Document segment:
━━━━━━━━━━━━━━━━

Parasitic wasps in turn are attacked by other parasitic wasps. These hyperparasitoids lay their eggs inside the larvae of parasitic wasps when those are still inside their herbivore host or lay eggs in/on pupae of parasitic wasps when they left the herbivore to spin their silk cocoon. Since their hosts are not only hidden in a plant community but also are frequently inside a herbivore, they may be very difficult to find. I study how hyperparasitoids locate the parasitic wasps and how the interaction network of the plant, herbivore, parasitic wasp and hyperparasitoid is structured and functions.

The secondary hyperparasitoid Lysibia nana lays its eggs inside the pupae of parasitoids of the genus Cotesia. It is the most abundant hyperparasitoid in the community of about ten hyperparasitoid species that attack Cotesia. The hyperparasitoids are remarkably effective in locating the parasitoid larvae that seem inconspicuous when developing inside the body of the caterpillar. However, when a parasitoid parasitizes the caterpillar, it affects the physiology of the caterpillar and in turn this parasitized caterpillar induces changes in plant volatile emission when it feeds on the plant. The plant odours differ between plants damaged by parasitized and unparasitized caterpillars. The hyperparasitoids use these plant odours to locate plants infested with the parasitized caterpillars and wait until the parasitoid larvae egress from the caterpillar and spin silk cocoons. At that time the hyperparasitoid lays its egg on the pupa of the parasitoid and will develop on the tissues of the parasitoid pupa. We identified that parasitized caterpillars differ in the composition of their saliva, compared to unparasitized caterpillars. These differences include activity in elicitors of plant responses to caterpillar feeding and cause the changes in plant volatile emission. We long thought that the parasitoid larvae were driving the changes in the caterpillar, but were surprised to identify that mutualistic polydnaviruses of the parasitoid were causing the changes in caterpillar physiology. The parasitoid benefits from the virus as it suppresses the caterpillar immune system, whereas the virus uses the parasitoid for its replication. The virus not only suppresses the caterpillar immune system, but is also responsible for the changes in the composition of caterpillar saliva. Many parasitoid species carry polydnavirusses and we are currently exploring if and how viruses play a role in other plant-caterpillar-parasitoid systems.

By using plant volatiles, hyperparasitoids can identify plants on which parasitized caterpillars feed. However, these parasitized caterpillars often feed side by side with unparasitized caterpillars. We found that the primary hyperparasitoid Baryscapus galactopus can discriminate between the body odours of parasitized and unparasitized caterpillars. Baryscapus is a tiny hyperparasitoid that parasitizes the larvae of Cotesia when they are still developing inside the caterpillar body. To parasitize the Cotesia larvae, Baryscapus first penetrates the skin of the caterpillar with its ovipositor. Then the ovipositor elongates as a telescope and can be moved inside the caterpillar body in search for the parasitoid larvae. When hitting a larva, the ovipositor is moved into the larvae and multiple eggs are deposited in the Cotesia larva. When the Cotesia larvae egress from the caterpillar and spin their silk cocoon, the eggs of Baryscapus inside the body of the parasitoid larvae hatch. They develop on the expense of the Cotesia larvae and out of the parasitoid cocoon, up to six Baryscapus emerge. We are currently addressing how various hyperparasitoids compete over Cotesia larvae and how hyperparasitoids locate parasitized caterpillars in biodiverse insect communities.

━━━━━━━━━━━━━━━━

Assignment 1: Repeat the hyperparasitoid passage from "Parasitic wasps in" to "structured and functions.".
Assignment 2: Which scientific (Latin) names of insect species or genera appear in the hyperparasitoid passage? List every one.
Assignment 3: According to the hyperparasitoid passage, are these statements true? (a) Lysibia nana is the most abundant hyperparasitoid attacking Cotesia. (b) The parasitoid larvae themselves cause the changes in caterpillar physiology. (c) Up to ten Baryscapus emerge from a single parasitoid cocoon. Answer yes or no for each, quoting the words that decide it.
The entries that come next have nothing to do with the hyperparasitoid passage.

━━━━━━━━━━━━━━━━

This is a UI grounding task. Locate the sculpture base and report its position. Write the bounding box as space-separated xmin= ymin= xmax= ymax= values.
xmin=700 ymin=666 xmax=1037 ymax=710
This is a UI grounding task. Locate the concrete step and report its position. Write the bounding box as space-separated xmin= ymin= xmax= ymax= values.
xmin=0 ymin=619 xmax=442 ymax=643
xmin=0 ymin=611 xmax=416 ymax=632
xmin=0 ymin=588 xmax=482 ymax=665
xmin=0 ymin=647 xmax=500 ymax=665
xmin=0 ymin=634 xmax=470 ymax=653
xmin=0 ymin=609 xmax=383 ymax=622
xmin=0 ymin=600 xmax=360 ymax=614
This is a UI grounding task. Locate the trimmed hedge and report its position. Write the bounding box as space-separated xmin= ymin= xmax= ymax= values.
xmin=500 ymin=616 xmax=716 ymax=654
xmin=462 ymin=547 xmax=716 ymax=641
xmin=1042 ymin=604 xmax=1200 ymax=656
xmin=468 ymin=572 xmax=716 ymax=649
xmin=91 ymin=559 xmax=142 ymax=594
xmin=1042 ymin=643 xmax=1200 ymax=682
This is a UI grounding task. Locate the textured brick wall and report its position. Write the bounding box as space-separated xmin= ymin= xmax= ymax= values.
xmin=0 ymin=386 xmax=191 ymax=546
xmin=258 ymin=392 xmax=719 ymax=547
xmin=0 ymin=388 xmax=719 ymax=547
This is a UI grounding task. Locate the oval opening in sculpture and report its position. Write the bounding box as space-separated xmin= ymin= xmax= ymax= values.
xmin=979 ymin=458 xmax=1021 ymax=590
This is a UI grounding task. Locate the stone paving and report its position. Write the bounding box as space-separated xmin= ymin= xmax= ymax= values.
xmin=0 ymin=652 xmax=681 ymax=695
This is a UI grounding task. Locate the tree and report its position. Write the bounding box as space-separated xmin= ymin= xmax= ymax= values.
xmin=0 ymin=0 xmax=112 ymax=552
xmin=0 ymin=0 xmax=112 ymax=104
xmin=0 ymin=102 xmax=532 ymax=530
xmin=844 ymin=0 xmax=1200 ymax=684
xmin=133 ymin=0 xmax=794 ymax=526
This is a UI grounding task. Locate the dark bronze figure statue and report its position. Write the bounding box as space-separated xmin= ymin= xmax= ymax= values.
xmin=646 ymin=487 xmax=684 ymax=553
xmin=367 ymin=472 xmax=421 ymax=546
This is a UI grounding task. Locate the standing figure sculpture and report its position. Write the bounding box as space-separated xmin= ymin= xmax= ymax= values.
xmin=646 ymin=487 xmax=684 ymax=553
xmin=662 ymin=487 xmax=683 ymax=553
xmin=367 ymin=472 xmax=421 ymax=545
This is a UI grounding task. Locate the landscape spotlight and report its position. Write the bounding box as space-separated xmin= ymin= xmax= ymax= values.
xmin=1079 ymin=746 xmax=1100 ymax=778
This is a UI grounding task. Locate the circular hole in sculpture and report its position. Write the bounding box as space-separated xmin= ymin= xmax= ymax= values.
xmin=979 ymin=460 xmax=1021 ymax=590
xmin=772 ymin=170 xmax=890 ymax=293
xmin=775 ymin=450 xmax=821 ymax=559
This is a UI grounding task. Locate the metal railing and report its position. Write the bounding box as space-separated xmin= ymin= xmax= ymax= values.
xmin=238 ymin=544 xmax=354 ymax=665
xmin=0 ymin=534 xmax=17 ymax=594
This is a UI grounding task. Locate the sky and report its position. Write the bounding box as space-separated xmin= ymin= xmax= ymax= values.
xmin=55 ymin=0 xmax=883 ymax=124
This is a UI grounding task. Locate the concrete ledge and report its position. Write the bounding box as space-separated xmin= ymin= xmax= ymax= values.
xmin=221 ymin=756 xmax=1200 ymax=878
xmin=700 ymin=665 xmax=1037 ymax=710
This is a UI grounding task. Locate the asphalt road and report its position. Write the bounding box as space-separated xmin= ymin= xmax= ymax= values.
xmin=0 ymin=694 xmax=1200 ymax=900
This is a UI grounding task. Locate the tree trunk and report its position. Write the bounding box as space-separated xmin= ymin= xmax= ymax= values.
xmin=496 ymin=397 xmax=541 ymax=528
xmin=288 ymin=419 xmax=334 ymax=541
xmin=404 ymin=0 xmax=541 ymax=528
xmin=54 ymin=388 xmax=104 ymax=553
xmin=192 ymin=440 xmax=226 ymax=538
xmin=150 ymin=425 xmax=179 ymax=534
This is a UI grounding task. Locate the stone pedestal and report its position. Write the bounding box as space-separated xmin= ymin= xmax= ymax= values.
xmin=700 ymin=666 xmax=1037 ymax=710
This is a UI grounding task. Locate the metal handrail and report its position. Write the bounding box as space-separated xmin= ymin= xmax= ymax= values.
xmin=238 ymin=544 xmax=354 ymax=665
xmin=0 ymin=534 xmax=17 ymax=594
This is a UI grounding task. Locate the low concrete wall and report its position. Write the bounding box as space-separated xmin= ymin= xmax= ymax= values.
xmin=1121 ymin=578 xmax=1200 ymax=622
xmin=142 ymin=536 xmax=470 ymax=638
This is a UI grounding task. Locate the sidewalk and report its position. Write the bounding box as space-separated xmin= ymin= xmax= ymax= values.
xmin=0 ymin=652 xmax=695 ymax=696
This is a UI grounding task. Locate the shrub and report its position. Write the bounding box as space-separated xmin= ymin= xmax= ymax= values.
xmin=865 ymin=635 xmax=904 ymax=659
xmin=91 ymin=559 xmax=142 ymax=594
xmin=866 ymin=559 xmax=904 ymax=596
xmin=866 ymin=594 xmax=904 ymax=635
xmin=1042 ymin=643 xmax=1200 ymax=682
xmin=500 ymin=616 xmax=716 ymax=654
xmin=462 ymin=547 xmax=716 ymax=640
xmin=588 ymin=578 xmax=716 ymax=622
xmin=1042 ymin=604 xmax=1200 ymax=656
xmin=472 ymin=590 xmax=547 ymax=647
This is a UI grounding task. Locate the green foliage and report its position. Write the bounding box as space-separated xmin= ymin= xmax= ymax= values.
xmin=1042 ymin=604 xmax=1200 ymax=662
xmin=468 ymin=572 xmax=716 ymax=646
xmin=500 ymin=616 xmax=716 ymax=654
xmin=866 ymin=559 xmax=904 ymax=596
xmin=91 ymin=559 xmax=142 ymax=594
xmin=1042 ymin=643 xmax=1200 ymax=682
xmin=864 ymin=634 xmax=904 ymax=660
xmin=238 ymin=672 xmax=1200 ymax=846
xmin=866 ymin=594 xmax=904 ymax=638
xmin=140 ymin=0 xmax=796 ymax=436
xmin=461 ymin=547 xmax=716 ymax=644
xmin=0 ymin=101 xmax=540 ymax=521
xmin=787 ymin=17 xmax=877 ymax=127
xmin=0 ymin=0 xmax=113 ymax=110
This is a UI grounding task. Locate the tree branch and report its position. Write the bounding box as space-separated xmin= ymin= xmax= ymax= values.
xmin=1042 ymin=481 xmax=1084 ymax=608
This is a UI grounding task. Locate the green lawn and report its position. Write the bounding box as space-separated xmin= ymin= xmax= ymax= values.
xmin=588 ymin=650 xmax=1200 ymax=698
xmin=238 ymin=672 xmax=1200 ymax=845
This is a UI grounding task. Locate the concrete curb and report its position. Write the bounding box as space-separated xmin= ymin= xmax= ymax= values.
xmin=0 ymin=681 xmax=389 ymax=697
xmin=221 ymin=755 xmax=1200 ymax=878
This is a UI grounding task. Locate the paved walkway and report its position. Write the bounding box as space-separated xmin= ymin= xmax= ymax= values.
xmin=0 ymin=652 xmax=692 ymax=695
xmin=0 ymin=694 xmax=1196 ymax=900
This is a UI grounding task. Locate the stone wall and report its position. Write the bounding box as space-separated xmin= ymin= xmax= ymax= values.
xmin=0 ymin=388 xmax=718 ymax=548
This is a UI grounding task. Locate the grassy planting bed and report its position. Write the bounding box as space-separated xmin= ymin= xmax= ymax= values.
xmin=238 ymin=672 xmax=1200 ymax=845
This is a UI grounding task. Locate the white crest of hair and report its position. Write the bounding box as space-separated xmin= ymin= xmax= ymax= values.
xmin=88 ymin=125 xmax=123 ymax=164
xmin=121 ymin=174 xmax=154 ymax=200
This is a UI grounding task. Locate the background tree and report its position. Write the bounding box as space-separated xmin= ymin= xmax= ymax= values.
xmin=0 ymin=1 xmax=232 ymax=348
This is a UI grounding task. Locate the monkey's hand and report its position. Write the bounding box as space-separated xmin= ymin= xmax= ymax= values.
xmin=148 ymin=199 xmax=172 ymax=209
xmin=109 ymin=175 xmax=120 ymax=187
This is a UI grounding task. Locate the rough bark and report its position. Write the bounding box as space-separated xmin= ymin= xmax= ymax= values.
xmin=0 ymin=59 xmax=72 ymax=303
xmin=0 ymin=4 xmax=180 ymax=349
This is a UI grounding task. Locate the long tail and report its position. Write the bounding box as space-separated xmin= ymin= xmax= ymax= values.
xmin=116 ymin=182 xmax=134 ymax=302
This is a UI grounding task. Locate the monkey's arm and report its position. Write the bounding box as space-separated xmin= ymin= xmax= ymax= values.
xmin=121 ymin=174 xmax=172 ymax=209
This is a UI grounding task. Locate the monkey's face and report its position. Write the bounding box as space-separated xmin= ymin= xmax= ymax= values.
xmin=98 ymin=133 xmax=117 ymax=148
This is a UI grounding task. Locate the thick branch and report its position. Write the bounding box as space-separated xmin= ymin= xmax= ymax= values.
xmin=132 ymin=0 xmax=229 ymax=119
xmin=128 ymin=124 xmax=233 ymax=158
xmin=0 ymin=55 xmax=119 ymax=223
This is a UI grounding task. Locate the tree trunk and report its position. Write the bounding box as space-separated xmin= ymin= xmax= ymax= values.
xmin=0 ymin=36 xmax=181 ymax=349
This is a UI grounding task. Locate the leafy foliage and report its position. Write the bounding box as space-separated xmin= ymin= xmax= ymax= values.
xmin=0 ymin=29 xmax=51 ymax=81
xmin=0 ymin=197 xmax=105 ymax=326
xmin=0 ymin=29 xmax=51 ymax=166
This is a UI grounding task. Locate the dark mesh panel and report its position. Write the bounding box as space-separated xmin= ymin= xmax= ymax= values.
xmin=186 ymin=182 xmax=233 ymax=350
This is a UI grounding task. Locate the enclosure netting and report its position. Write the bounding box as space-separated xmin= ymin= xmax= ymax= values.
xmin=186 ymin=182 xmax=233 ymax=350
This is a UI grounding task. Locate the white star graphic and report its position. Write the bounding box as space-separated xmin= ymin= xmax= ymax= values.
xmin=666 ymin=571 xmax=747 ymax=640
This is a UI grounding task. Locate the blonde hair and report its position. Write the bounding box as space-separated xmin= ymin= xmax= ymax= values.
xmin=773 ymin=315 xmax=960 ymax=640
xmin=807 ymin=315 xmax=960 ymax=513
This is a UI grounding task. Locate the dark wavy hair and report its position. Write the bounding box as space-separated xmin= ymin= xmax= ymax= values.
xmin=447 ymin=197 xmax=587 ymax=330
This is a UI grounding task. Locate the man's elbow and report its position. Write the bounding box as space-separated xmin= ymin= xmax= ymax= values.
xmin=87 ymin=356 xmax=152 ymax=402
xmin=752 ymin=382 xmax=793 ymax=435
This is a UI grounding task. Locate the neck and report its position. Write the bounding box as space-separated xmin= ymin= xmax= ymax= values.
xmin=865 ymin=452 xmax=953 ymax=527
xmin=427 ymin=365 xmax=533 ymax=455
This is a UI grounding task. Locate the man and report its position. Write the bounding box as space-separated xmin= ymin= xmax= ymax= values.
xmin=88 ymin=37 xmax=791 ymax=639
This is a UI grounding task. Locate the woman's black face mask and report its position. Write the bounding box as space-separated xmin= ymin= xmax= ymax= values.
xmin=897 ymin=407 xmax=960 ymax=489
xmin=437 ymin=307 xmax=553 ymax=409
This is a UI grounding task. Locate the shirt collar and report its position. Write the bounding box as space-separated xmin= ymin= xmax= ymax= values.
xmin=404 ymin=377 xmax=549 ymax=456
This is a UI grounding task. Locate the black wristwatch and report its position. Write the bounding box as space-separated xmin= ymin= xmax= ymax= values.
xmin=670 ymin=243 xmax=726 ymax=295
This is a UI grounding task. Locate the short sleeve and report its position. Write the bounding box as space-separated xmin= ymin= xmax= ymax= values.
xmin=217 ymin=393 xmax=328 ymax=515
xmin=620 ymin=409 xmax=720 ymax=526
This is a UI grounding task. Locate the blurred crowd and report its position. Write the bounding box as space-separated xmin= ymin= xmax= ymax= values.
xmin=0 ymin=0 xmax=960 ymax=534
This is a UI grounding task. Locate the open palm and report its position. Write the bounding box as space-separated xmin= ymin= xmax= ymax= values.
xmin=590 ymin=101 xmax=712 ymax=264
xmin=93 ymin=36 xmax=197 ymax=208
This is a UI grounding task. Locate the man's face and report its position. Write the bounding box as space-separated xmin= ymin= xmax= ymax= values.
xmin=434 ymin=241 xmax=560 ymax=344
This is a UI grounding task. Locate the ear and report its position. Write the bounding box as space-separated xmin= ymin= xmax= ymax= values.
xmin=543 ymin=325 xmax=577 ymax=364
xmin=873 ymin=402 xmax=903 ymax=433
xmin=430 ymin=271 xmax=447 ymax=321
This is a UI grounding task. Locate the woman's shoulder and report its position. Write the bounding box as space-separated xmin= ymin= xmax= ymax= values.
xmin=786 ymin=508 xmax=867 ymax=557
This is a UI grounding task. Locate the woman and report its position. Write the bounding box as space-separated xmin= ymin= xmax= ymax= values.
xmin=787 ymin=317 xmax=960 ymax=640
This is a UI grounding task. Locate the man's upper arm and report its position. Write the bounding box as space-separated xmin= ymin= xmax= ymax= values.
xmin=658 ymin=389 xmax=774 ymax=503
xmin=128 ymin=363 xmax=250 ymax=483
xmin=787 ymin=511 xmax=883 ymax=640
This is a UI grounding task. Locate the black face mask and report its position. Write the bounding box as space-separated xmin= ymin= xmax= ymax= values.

━━━━━━━━━━━━━━━━

Final answer 1:
Parasitic wasps in turn are attacked by other parasitic wasps. These hyperparasitoids lay their eggs inside the larvae of parasitic wasps when those are still inside their herbivore host or lay eggs in/on pupae of parasitic wasps when they left the herbivore to spin their silk cocoon. Since their hosts are not only hidden in a plant community but also are frequently inside a herbivore, they may be very difficult to find. I study how hyperparasitoids locate the parasitic wasps and how the interaction network of the plant, herbivore, parasitic wasp and hyperparasitoid is structured and functions.

Final answer 2:
Lysibia nana
Cotesia
Baryscapus galactopus

Final answer 3:
(a) Yes: "It is the most abundant hyperparasitoid in the community of about ten hyperparasitoid species that attack Cotesia."
(b) No: "were surprised to identify that mutualistic polydnaviruses of the parasitoid were causing the changes in caterpillar physiology."
(c) No: "out of the parasitoid cocoon, up to six Baryscapus emerge."